TEXT UNDER STUDY >>
%%
Niche ingredients on way to lead industry


While conventional ingredients such as proteins, calcium, fibres and vitamins figure in the top selling list of nutraceuticals, niche ingredients – naturally derived substances, consisting of herbal and botanical extracts and animal- and marine-based derivatives are on fast growth path. The number of clinical studies confirming health benefits of nutraceutical ingredients, their applications in food, beverages, dietary supplements and nutritional preparations is increasing.

According to industry experts, increasing cost of medical care and rising trends of preventive medicine and self-treatment will impact favourably demand for numerous other natural extracts and derivatives such as plant sterols, lycopene and cranberry. Leading companies in nutraceuticals ingredients including BASF, Sami Direct and Naturex are investing resources in research and to prove beneficial effects of these ingredients in management of various diseases like cancer, obesity, cardiovascular diseases and urinary tract infection (UTI).
%%
TASK 1 >>
List every disease or condition that the article on niche ingredients names.
TASK 2 >>
Reproduce a passage of the article on niche ingredients word for word. Begin at the words "According to industry" and stop after "tract infection (UTI).".

EXCERPTED RECORDS >>
%%
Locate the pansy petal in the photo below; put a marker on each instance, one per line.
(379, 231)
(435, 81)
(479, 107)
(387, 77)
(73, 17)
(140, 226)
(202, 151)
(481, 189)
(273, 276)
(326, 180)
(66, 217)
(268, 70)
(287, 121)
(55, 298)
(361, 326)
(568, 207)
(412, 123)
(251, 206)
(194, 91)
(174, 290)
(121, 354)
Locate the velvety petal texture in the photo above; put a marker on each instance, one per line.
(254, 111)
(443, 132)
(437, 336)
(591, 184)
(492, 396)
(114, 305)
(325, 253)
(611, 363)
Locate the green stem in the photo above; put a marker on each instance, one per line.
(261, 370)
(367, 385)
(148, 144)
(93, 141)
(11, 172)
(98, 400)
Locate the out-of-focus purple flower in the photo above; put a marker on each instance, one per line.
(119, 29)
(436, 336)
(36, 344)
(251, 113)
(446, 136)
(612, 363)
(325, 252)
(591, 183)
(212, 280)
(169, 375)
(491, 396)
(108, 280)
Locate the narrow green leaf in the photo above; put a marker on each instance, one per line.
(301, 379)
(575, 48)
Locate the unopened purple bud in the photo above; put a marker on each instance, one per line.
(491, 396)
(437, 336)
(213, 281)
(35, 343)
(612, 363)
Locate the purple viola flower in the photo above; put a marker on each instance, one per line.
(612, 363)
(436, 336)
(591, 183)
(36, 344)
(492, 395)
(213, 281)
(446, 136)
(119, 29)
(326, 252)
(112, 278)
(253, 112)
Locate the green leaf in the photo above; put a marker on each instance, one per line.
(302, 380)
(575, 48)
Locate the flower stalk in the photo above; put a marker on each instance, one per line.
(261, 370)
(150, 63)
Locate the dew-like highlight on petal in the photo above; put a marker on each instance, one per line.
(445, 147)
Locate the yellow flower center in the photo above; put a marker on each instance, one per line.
%%
ANSWER BOX 1 >>
cancer, obesity, cardiovascular diseases, urinary tract infection (UTI)

ANSWER BOX 2 >>
According to industry experts, increasing cost of medical care and rising trends of preventive medicine and self-treatment will impact favourably demand for numerous other natural extracts and derivatives such as plant sterols, lycopene and cranberry. Leading companies in nutraceuticals ingredients including BASF, Sami Direct and Naturex are investing resources in research and to prove beneficial effects of these ingredients in management of various diseases like cancer, obesity, cardiovascular diseases and urinary tract infection (UTI).